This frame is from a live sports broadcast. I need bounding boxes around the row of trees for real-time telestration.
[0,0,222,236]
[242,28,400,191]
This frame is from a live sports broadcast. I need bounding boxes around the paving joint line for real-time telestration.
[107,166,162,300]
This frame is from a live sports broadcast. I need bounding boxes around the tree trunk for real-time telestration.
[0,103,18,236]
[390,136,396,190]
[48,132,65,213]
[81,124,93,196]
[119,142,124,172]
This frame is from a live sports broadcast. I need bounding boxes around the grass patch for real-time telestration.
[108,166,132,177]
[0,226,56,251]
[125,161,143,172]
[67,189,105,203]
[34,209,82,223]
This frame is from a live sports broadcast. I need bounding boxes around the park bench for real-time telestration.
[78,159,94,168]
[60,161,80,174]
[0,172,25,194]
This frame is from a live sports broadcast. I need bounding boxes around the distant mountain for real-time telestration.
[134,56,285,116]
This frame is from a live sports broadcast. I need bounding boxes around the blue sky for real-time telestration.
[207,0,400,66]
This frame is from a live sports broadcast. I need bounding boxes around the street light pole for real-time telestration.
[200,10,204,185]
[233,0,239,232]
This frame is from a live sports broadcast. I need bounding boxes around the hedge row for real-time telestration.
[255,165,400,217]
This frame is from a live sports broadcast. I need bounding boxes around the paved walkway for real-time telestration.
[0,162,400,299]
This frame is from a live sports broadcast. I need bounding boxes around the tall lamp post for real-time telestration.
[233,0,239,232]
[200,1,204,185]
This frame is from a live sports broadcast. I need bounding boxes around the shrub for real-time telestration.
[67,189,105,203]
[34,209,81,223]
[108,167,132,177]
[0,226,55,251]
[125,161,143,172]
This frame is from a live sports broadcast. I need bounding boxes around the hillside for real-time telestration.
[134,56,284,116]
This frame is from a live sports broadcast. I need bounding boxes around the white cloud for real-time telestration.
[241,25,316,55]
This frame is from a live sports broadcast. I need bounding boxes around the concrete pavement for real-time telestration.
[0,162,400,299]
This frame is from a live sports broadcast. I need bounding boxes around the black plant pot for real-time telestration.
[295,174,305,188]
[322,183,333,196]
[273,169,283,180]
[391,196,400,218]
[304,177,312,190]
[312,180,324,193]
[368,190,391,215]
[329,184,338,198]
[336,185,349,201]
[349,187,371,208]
--- --- ---
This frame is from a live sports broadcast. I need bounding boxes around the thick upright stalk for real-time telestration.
--- --- ---
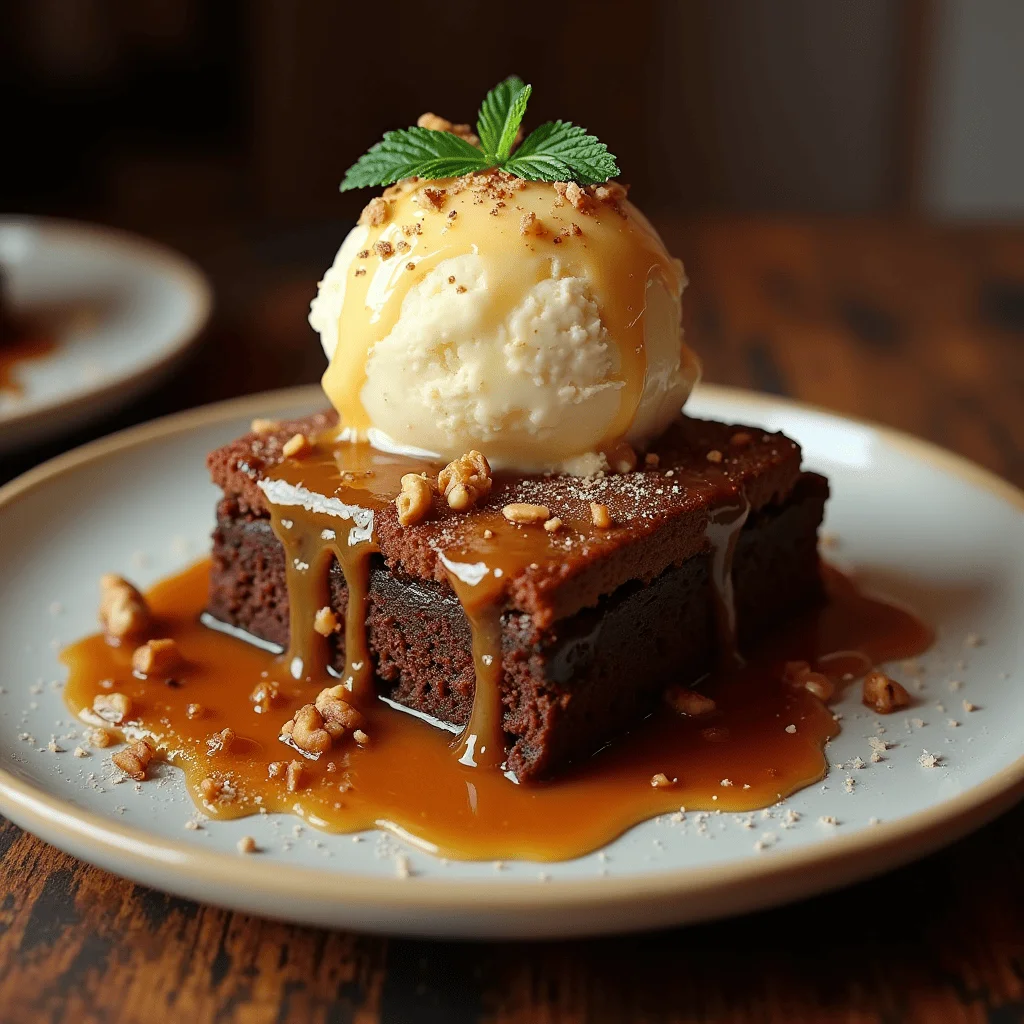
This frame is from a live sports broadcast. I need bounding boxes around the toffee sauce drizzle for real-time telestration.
--- --- ---
**Given instruction:** Count the rows above that contain the word "plant", treating uppercase and lowercase as different, and reply with only the number.

**Response to this task:** 1